## WORK ORDER
Only the lines below starting at the one that contains "Scan for green sweater." and ending at the one that contains "Scan for horse's tail." are to be reproduced, exactly and with both ends kept.

Free-text object descriptions:
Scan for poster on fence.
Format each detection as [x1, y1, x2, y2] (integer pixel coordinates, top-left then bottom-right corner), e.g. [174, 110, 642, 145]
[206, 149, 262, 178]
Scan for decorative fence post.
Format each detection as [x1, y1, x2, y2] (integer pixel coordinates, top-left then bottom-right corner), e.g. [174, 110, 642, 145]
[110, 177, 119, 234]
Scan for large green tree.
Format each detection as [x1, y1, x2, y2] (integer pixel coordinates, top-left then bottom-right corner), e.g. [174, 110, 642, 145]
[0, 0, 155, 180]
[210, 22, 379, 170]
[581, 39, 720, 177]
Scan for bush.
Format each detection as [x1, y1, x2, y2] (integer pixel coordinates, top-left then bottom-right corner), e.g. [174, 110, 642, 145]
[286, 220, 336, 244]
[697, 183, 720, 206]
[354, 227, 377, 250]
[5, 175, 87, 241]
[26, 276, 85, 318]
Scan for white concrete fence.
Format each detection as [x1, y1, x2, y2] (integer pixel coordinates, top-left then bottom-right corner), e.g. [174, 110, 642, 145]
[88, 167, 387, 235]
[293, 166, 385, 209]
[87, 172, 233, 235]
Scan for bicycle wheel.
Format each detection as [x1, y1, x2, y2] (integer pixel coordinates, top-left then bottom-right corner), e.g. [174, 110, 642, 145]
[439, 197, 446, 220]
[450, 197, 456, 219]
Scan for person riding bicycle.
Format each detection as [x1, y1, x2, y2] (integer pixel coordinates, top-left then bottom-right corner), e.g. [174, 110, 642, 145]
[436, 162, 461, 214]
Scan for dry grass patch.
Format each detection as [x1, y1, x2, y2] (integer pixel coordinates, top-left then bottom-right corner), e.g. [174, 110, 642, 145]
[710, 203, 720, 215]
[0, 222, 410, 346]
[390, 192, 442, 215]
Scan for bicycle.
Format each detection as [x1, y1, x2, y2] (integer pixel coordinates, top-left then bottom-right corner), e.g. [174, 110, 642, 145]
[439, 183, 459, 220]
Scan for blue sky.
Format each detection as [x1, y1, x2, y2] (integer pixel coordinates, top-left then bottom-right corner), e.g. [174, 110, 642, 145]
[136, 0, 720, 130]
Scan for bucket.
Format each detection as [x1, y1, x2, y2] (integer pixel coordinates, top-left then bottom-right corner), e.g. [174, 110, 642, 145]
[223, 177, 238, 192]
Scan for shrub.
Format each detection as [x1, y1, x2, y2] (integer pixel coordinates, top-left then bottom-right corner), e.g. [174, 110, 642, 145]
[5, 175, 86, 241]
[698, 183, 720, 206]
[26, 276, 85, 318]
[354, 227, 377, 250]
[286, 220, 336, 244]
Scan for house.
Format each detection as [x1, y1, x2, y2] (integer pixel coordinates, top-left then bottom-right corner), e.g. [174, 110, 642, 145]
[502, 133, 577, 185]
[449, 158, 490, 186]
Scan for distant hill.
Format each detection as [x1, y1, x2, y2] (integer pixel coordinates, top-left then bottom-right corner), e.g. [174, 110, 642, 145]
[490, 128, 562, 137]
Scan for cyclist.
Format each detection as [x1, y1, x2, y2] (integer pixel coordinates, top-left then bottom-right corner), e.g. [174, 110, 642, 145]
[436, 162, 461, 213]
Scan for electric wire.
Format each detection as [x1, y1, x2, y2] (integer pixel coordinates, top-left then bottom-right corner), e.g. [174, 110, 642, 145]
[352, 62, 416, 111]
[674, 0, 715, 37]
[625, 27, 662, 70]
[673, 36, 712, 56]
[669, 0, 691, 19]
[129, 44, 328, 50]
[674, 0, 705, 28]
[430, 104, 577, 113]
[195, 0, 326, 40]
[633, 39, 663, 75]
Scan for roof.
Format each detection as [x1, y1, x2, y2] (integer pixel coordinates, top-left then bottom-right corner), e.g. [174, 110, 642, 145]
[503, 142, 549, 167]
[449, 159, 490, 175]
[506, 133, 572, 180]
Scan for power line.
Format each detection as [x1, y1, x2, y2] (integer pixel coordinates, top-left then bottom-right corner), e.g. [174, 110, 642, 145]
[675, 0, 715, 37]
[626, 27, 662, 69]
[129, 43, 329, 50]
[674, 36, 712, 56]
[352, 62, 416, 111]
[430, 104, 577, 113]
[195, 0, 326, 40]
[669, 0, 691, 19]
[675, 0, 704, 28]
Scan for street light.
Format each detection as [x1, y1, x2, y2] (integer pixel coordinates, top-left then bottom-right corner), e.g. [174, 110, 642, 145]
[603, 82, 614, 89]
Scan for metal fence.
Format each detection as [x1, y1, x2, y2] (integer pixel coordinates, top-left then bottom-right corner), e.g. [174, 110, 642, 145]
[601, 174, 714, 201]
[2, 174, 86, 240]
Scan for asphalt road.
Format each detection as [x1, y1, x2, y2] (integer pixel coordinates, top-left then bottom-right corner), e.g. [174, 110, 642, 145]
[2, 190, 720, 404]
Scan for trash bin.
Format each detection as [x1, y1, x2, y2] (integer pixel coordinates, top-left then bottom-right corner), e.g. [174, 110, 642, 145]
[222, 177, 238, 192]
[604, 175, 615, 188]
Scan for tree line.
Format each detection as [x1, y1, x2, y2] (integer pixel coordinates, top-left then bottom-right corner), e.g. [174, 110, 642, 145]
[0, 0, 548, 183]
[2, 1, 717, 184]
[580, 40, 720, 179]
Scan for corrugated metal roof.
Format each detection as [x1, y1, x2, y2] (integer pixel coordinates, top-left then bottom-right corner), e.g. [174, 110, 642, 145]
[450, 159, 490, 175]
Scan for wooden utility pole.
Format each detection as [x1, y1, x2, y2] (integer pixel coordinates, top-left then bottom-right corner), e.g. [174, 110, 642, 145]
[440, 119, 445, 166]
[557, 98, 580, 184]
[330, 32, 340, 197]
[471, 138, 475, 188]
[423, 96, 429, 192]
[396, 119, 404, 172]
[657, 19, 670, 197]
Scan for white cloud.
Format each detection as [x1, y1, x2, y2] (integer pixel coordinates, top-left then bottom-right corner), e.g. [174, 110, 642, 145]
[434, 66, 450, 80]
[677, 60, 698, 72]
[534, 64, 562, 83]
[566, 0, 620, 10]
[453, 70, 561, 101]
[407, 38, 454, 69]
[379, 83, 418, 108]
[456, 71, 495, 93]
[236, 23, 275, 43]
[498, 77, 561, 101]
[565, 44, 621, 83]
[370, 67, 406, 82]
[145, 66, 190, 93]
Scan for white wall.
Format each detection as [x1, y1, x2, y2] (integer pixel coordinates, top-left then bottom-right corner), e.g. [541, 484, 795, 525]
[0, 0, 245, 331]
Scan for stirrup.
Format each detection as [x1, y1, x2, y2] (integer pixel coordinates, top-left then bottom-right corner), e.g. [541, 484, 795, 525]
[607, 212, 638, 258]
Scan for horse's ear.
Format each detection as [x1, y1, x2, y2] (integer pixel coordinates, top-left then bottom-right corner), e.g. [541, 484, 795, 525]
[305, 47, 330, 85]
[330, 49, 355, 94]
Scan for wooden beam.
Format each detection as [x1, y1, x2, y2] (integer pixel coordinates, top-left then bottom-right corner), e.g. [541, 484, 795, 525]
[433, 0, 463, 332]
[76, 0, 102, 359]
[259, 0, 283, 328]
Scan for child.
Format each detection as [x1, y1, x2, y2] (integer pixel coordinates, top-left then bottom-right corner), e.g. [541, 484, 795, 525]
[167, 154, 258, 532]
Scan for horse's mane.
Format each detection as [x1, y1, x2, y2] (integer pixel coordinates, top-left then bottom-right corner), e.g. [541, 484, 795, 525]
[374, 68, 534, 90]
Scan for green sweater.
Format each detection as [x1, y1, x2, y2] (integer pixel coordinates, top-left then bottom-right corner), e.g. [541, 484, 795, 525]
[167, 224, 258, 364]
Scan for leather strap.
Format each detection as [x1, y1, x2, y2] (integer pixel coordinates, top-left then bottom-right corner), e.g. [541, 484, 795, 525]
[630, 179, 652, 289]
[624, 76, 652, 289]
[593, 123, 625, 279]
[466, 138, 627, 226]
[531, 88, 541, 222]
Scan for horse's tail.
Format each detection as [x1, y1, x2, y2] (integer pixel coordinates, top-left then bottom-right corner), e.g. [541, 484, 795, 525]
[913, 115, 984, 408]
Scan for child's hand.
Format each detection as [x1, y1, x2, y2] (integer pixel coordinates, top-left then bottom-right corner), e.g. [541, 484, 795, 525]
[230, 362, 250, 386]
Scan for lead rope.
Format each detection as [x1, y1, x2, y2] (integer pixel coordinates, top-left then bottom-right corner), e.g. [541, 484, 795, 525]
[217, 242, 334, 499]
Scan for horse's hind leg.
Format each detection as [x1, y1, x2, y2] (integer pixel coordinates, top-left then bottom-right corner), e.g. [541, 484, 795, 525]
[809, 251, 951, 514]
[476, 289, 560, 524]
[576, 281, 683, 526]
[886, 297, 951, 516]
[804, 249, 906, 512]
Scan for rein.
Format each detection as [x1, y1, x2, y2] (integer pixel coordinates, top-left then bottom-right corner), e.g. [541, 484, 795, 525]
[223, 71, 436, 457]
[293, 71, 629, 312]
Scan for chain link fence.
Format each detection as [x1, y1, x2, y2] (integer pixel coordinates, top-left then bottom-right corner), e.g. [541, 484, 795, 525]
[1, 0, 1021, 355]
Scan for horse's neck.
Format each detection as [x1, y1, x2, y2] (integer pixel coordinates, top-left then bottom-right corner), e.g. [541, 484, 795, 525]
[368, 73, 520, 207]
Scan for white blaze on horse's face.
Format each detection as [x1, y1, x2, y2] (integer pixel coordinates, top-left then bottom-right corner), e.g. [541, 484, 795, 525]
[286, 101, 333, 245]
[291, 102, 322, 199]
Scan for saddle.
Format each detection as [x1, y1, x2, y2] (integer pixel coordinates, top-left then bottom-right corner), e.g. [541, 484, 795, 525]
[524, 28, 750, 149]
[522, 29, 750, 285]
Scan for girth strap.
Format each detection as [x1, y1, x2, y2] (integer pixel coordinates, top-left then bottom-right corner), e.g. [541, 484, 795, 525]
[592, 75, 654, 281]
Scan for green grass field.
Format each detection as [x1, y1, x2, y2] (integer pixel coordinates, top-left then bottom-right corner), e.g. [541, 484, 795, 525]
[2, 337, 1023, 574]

## PROBLEM SOLUTION
Scan for green sweater.
Format each detection as [x1, y1, x2, y2] (integer pixel coordinates, top-left then bottom-right corner), e.g. [541, 484, 795, 525]
[167, 224, 258, 364]
Scan for leather strap.
Format each detection as [x1, y1, x2, y2] (integer pixel coordinates, top-left then bottom-right corner), e.g. [541, 484, 795, 525]
[630, 179, 652, 289]
[624, 76, 652, 289]
[593, 123, 625, 279]
[466, 138, 627, 226]
[531, 88, 541, 222]
Scan for horse's tail.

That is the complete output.